Rename "deepest" to "most central" in the entries, starting at the line that contains "the snow-covered embankment?" and going through the last entry. Leave everything else unchanged.

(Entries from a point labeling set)
::::
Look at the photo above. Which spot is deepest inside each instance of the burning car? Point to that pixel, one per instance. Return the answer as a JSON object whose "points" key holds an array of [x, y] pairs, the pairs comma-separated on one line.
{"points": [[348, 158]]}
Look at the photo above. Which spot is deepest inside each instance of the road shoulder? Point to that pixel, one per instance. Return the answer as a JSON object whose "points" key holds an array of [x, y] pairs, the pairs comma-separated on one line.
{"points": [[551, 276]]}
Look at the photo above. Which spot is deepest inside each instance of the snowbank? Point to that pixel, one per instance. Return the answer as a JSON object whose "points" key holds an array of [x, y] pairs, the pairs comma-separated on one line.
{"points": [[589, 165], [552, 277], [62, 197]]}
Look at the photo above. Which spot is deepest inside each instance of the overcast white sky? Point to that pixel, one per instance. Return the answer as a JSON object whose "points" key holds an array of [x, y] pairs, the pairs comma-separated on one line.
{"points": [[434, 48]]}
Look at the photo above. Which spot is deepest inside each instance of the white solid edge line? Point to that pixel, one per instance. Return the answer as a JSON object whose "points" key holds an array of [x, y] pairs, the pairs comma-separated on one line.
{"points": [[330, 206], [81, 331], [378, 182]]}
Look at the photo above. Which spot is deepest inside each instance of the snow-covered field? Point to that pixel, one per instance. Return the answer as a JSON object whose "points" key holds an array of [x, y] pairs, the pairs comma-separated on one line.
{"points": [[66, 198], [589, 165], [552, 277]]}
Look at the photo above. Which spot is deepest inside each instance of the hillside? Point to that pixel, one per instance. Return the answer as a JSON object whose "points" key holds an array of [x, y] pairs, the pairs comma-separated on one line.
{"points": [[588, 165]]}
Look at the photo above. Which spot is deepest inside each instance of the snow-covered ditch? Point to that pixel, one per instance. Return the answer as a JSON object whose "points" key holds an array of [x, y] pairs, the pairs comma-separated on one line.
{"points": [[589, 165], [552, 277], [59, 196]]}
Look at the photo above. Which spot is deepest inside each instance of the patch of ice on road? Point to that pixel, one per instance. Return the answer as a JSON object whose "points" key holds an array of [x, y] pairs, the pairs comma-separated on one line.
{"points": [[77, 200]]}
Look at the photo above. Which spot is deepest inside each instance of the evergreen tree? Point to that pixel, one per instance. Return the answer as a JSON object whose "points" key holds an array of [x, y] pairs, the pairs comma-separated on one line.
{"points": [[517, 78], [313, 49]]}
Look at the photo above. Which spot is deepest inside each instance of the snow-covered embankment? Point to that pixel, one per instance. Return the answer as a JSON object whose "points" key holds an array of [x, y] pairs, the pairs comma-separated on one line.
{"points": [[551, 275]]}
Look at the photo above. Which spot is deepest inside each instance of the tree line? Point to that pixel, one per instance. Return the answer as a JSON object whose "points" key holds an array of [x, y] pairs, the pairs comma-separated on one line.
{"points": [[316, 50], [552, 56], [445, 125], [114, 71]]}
::::
■ **Exercise result**
Look at the photo above. Which spot is most central inside each instance of the snow-covered embankment? Point to that pixel, one per instance. Return the answer as a JSON object whose "points" key holds an array of [x, y] pairs, the pairs comma-separated on one line.
{"points": [[551, 275]]}
Look at the photo above. Which spot is most central inside each instance of the tree line? Point to that pixel, one per instance. Return the answer as a JSON object whose "points" key holds an array of [x, y] pairs, the pairs comma-separated on one line.
{"points": [[316, 50], [552, 56], [445, 125], [114, 71]]}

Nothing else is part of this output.